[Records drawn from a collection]

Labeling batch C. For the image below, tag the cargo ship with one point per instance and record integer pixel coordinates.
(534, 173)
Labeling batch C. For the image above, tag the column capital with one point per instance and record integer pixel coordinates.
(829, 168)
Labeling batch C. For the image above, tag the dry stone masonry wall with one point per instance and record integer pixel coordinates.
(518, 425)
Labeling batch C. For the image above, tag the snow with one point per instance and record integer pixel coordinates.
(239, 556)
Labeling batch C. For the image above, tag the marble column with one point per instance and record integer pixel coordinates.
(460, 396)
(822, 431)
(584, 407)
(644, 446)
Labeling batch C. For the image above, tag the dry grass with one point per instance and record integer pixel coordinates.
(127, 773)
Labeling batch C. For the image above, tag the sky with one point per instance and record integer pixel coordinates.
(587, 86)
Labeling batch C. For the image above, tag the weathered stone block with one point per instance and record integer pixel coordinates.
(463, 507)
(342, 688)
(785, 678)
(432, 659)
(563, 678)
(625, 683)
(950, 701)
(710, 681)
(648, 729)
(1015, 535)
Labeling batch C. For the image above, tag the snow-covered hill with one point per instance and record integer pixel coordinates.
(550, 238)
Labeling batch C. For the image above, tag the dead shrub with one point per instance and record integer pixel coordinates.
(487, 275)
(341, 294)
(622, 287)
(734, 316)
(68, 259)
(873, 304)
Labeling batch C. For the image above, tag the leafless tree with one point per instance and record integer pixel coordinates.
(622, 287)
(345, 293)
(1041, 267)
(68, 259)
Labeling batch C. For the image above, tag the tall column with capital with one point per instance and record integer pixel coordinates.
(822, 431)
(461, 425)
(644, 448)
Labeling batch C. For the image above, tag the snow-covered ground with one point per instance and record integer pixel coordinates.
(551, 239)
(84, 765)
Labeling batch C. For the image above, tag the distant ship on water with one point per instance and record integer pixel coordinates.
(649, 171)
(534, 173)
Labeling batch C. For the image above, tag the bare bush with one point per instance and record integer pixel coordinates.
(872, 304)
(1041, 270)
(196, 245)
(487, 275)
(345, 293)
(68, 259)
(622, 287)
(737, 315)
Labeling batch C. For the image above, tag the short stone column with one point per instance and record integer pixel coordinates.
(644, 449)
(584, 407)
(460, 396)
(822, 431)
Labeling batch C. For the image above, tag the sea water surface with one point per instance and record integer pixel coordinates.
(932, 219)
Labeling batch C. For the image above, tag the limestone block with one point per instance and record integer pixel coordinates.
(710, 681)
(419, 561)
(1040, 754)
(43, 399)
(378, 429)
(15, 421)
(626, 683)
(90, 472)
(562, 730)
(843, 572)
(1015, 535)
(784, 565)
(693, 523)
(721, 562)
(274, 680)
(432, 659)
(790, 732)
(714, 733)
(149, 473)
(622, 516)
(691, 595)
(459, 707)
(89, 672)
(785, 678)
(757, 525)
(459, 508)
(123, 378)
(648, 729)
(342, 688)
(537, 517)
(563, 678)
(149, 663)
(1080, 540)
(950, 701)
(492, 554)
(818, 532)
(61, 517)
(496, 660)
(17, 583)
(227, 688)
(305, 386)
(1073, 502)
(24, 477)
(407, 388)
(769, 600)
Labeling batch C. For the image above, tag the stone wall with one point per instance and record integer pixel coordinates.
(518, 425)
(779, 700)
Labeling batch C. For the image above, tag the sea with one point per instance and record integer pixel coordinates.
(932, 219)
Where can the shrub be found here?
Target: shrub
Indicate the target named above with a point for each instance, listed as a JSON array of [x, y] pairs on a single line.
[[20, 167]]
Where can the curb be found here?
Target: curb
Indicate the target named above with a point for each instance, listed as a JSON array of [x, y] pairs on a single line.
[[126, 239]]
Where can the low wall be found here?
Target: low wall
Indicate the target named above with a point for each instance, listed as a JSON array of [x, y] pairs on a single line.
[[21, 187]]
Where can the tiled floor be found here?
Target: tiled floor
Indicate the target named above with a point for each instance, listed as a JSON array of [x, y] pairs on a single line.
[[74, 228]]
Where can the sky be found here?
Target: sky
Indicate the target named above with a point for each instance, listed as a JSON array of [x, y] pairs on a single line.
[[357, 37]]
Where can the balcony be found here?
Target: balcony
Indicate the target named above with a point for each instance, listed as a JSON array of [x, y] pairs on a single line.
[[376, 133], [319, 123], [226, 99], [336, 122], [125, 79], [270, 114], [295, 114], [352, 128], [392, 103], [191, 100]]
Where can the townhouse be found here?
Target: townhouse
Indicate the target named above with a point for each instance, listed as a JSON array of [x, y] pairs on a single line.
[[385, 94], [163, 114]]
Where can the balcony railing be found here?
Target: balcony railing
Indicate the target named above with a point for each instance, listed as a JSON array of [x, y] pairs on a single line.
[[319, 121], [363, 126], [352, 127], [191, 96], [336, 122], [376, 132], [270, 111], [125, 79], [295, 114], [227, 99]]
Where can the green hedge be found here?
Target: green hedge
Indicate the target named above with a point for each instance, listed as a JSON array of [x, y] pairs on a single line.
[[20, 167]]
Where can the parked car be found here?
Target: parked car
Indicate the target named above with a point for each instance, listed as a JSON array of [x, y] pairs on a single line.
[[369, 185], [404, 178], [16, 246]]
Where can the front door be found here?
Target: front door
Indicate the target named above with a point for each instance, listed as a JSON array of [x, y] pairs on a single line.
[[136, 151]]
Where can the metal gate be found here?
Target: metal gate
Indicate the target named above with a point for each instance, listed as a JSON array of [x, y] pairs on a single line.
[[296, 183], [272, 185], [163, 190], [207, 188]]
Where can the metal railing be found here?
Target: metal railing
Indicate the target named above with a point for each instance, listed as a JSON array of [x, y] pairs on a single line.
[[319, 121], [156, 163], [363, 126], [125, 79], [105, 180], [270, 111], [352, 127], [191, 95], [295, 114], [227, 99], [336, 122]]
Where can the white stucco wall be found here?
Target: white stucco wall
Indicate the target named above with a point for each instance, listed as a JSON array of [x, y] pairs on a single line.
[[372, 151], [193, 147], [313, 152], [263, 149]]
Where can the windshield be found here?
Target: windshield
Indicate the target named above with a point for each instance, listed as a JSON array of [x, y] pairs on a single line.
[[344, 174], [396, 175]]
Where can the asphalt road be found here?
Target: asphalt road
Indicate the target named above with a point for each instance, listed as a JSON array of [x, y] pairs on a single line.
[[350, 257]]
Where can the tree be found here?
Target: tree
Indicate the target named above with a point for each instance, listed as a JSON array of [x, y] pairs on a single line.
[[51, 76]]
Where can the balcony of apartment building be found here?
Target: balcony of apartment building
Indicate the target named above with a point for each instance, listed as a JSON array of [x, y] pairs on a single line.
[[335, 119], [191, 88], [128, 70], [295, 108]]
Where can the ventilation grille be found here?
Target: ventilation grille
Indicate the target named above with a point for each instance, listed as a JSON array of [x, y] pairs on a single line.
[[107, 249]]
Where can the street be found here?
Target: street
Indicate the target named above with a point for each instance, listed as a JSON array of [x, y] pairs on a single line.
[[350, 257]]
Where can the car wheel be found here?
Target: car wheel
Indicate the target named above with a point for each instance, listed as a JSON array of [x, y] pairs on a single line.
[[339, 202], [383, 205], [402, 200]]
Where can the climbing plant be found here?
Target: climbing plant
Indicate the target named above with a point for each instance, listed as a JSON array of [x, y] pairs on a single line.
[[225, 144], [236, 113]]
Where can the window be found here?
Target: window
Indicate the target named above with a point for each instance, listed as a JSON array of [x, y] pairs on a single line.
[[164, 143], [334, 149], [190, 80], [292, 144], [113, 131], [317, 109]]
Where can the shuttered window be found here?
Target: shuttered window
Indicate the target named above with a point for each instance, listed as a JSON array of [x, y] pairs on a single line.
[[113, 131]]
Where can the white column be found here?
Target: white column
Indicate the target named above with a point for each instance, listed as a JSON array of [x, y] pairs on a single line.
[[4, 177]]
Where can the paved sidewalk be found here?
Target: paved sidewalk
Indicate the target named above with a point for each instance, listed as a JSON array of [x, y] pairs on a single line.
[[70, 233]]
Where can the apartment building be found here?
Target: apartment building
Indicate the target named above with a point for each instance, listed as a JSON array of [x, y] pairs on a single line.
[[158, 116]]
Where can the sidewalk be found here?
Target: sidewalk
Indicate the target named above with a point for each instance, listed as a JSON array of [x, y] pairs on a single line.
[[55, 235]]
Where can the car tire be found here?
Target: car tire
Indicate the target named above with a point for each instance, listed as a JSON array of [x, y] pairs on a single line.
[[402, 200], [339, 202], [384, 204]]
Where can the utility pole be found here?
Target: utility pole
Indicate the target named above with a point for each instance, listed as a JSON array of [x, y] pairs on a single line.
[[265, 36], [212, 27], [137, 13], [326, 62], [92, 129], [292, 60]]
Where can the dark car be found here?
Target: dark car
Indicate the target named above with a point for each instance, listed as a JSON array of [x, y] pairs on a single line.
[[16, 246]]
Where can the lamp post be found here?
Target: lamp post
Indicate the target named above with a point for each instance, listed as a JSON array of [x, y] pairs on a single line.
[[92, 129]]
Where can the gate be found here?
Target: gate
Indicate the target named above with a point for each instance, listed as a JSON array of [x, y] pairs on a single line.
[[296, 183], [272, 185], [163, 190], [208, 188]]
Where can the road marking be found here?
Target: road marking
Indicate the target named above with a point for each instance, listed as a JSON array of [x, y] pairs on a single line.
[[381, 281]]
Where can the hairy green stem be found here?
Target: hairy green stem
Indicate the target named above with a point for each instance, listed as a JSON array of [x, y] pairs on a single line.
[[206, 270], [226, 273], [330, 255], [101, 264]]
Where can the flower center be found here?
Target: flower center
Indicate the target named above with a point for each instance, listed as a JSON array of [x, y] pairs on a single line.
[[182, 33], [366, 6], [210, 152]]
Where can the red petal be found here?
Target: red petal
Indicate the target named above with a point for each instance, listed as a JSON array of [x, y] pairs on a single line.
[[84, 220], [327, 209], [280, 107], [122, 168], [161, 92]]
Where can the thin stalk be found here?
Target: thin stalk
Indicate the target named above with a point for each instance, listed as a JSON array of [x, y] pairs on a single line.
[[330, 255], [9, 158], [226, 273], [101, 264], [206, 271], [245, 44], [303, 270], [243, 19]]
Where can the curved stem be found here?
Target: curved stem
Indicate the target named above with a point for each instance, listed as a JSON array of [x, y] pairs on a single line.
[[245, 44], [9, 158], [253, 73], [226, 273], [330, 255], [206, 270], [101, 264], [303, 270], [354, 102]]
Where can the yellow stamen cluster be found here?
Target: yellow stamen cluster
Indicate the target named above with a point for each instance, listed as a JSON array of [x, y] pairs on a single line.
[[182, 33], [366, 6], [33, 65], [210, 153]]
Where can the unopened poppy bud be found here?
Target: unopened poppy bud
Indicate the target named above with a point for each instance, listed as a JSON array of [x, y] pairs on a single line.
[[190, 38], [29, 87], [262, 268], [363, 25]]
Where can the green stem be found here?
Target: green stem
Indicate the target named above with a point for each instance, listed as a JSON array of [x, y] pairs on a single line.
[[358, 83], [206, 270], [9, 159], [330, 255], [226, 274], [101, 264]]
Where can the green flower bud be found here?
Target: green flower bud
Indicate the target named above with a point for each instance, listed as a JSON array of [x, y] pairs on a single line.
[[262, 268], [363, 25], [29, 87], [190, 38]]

▸ Exercise task: Format the lines of the material starting at the line containing "Where can the car wheel be found here?" and ending at the line containing "[[225, 144], [236, 113]]" as a numbered list, leaving out any blank lines.

▸ Solution to this exercise:
1. Where can the car wheel be found here?
2. Target: car wheel
3. Indicate the target named above with a point for each instance, listed as a JSON array of [x, y] pairs on a single line.
4. [[339, 202], [383, 205], [402, 200]]
5. Where can the climbing plant be found here?
6. Target: climbing plant
7. Indicate the target named above with a point for each instance, listed as a JSON array of [x, y] pairs on a single line.
8. [[225, 144], [236, 113]]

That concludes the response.